_INPUT MATERIAL_
____________________

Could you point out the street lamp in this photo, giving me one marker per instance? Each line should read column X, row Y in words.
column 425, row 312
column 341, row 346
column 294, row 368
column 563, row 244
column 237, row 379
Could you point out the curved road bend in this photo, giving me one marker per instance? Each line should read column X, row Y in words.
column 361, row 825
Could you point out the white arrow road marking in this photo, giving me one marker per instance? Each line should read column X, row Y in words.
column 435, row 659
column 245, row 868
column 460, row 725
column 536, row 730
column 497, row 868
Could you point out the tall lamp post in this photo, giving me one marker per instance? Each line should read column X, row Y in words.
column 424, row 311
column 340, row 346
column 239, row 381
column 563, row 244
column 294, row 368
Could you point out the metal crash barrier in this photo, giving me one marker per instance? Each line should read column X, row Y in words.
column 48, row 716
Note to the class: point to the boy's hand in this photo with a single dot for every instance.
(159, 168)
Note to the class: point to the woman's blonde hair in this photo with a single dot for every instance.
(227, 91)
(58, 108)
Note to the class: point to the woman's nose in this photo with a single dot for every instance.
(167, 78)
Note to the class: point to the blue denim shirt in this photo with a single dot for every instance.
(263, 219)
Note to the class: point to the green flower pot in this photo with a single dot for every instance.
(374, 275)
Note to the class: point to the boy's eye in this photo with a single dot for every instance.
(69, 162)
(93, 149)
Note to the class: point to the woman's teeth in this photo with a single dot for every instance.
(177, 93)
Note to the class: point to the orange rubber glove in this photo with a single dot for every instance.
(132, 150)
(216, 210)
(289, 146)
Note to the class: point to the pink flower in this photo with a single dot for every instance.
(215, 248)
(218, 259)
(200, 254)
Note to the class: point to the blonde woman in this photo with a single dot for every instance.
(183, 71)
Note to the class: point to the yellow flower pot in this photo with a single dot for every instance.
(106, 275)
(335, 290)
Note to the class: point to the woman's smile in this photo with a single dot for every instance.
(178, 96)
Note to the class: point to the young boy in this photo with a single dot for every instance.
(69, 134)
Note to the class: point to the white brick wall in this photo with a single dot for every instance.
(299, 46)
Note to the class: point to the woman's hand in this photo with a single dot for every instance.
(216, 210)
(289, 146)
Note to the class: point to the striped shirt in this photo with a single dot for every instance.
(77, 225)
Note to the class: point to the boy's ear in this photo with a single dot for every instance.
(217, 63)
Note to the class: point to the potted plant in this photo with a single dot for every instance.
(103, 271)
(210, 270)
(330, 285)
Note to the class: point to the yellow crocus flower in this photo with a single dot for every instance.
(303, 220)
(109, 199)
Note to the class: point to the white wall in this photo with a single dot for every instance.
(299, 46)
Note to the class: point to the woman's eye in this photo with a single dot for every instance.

____________________

_PROBLEM DESCRIPTION_
Repeat the stretch of the material from the line that contains "Could you point out the metal" through the line that contains "column 48, row 716", both included, reproducing each line verbatim.

_SOLVED PROBLEM_
Could you point out the metal crash barrier in this photo, giving me one marker per instance? Each line should read column X, row Y in words.
column 48, row 716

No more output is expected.